__Problem__. Rewrite the data below so that every occurrence of "one per line" becomes "one on each line", with everything else left unchanged.

__Data to use__.
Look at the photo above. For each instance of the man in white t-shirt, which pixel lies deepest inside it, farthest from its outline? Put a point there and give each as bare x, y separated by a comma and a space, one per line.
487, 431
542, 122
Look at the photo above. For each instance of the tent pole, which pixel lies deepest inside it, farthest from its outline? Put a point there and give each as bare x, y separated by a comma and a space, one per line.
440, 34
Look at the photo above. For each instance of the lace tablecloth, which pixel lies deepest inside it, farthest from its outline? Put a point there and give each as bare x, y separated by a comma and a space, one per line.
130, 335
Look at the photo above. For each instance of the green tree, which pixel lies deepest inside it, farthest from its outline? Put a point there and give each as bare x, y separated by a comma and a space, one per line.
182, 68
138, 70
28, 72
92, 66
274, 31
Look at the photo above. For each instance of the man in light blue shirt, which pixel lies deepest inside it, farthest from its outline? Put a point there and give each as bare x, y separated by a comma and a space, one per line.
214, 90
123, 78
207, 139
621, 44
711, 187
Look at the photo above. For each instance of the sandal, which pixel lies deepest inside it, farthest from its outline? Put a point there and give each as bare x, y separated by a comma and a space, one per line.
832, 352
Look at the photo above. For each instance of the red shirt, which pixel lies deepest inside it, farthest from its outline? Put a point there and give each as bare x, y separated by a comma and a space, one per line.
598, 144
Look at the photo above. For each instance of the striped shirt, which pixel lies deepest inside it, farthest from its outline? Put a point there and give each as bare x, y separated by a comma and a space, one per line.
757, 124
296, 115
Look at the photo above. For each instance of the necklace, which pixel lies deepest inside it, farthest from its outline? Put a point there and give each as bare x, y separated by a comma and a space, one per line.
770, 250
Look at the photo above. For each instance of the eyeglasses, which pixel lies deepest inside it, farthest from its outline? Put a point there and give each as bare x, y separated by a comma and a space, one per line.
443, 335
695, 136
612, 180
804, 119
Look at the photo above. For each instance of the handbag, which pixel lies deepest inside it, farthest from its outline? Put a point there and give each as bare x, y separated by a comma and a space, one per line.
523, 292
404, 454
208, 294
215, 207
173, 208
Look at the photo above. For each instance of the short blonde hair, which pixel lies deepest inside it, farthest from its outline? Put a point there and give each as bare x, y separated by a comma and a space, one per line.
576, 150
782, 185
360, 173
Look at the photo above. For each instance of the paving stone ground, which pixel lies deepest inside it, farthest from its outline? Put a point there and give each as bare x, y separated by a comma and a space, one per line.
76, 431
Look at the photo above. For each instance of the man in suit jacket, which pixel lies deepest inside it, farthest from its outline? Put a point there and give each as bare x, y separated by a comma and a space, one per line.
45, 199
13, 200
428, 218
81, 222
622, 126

__Reply to the task__.
Look at the photo above. For each instance of the man in white t-shirt, which pixel lies deepest inside it, farthest from its outline? Put a point there and give each as bare x, y separated by a comma and a space, one on each line.
487, 431
542, 122
Look at the photo above. For each instance of the tent pole, which pixel lies deepest inside it, farthest from its outline? Put a point there and give each as bare x, y separated by a comma and a space, one on each line.
440, 34
Look at the photo above. For each instance of the lace tablecloth, which pixel lies deepest inside it, farthest from its outline? Put a point there and give each as bare x, y separated by a comma and a space, one on each line.
130, 335
Look at the photo above. For each instance of the green tree, which pixel lies deepest inside it, farthest from its outline? Put a point there and give each as bare x, y separated by a comma and a space, one on each line.
182, 68
138, 70
28, 72
92, 66
274, 31
Look at the photo above. For each instance of the man in light blue shirt, which pixel lies deepest inside it, farthest from its outline? Put a point there and give each as bare x, y separated by a comma and a space, one on each line.
214, 90
123, 78
207, 139
621, 44
711, 187
Look at the photo above. For each instance of the sandal, which pixel lies deepest inside it, farthest from its outline? Put a point there and give each as bare x, y separated by a comma and a space, one on each line.
832, 352
Look at the photo above. For each instance of the red shirt, which pixel lies deepest inside it, farthest from its outline? Put a point there and give each as bare x, y separated by a comma and a space, one on each line.
598, 144
Look at the photo above. For each instance of the striped shirt, which pixel lies deepest inside it, farthest from its outline? Put a point there and give each as bare x, y separated by a comma and a space, one on each line.
757, 124
296, 115
Look at the photo above. For each instance of the necklace, which pixel lies deepest inside it, farthest from its outline? Put a point there and give each as bare x, y separated by a comma and a space, one on each line.
770, 250
Look at the photo above. For each instance of the eyeglasses, which pixel lies deepest inside it, farthest from its outline? Put a point there and give each as bare x, y separated by a comma and a space, one on each line.
443, 335
695, 136
612, 180
804, 119
Look at the photo above. For each instance of the handbag, which pixel lies deepest inside it, farthest from its outline? Put a point there and give each as bare x, y separated by a comma and a space, one on each line.
523, 292
404, 454
208, 294
215, 207
173, 208
Look at the photo above. For each instance of the short blonde hair, which pixel lies deepest inside it, farthest from its outline? Put a point there and give each as bare x, y separated by a comma and a space, one on each line.
576, 150
782, 185
360, 173
Look at the photo above. For each instance of the paving stone ground, which pixel lies deepest inside it, farthest from its outline? Put a point there and give each as bare x, y separated by a comma and a space, one on each line.
76, 431
Look at the photo above. For each instance of the man in suit jacket, which pixel lies deepest inside it, farthest from its outline? Put a point there and give each as bare x, y separated by a comma and a space, one on each line.
45, 199
13, 200
428, 218
81, 222
622, 126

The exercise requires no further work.